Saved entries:
....................

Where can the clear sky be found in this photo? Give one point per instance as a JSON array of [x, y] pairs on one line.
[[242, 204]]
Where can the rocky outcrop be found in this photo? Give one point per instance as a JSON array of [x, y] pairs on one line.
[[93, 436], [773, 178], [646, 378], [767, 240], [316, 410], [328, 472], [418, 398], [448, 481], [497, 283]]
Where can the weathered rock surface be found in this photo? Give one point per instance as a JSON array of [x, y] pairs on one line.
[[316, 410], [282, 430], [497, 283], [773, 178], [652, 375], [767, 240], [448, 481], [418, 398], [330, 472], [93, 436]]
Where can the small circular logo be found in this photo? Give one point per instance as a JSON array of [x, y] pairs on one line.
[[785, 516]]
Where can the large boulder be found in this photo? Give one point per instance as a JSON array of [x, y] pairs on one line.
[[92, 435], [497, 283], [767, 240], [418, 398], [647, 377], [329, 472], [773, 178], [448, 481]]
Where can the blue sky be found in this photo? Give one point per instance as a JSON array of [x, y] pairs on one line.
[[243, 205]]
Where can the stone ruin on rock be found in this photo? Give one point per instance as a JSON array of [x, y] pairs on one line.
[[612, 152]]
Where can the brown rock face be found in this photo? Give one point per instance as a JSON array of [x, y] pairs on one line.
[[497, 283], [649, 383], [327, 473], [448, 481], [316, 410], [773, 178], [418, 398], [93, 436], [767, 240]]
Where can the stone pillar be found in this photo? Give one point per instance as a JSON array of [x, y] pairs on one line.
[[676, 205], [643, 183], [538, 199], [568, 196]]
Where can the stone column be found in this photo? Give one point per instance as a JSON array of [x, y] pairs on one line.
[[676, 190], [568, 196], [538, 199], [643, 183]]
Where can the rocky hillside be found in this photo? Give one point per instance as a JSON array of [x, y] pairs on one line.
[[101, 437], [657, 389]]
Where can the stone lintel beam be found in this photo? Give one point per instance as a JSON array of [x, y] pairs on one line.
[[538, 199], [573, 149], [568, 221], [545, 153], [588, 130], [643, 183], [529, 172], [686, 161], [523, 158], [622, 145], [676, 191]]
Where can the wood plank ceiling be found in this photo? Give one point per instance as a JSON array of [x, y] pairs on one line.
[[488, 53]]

....................

▶ **Task**:
All the lines above should come back exactly as written.

▶ **Exercise answer**:
Where can the clear sky be found in this photo? Give one point per instance as a JSON array of [x, y] pairs on one line.
[[242, 204]]
Where can the rocky outcrop be found in this photo? Give one point per instance as a JSON array of [x, y] pairs on one line.
[[93, 436], [773, 178], [646, 378], [767, 240], [316, 410], [328, 472], [418, 398], [448, 481], [497, 283]]
Where can the weathered rock surface be found in this photo? Give one point per instance as a JSON array of [x, y] pairs on one line.
[[316, 410], [282, 430], [497, 283], [773, 178], [652, 375], [767, 240], [448, 481], [418, 398], [330, 472], [93, 436]]
Where can the small circular logo be found in this photo? Give one point per instance as a JSON array of [x, y] pairs on one line.
[[785, 516]]
Where can the large boulder be found in this photo? Give one point per instance as a JSON array of [x, y] pairs on one line.
[[92, 435], [497, 283], [767, 240], [418, 398], [647, 377], [329, 472], [773, 178], [448, 481]]
Where can the blue sky be found in this photo? Give one point per instance as a JSON array of [x, y] pairs on one line.
[[243, 205]]
Where can the stone ruin on rock be found in this photo? Give one point per instance as a JSON array of [x, y] pairs on one line.
[[612, 152]]
Where can the brown rock face be found in this photo? Give one point per instance as a JSON array of [x, y] pairs on one line.
[[497, 283], [649, 383], [327, 473], [448, 481], [316, 410], [773, 178], [418, 398], [93, 436], [767, 240]]
Where can the stone pillar be found in this photo? Give one point per instance as a JSON array of [x, y] pairs on one line.
[[676, 205], [643, 183], [538, 199], [568, 196]]
Where can the stone column be found in this photo? Give one point per instance as a JSON array of [x, y] pairs on one line.
[[676, 190], [568, 196], [538, 199], [643, 183]]
Where can the rocky hillside be found in this photo? Give one point per instance as a JSON array of [x, y] pairs on one line.
[[101, 437], [657, 389]]
Where can the stone lintel beam be found in this photo? Give one point per instance as a JSON array of [x, y] pairs on one line.
[[538, 199], [573, 149], [568, 221], [545, 153], [588, 130], [643, 183], [529, 172], [686, 161], [523, 158], [622, 145], [676, 191]]
Where can the wood plank ceiling be found in this photo? Give one point per instance as a JSON array of [x, y] pairs on one line.
[[488, 53]]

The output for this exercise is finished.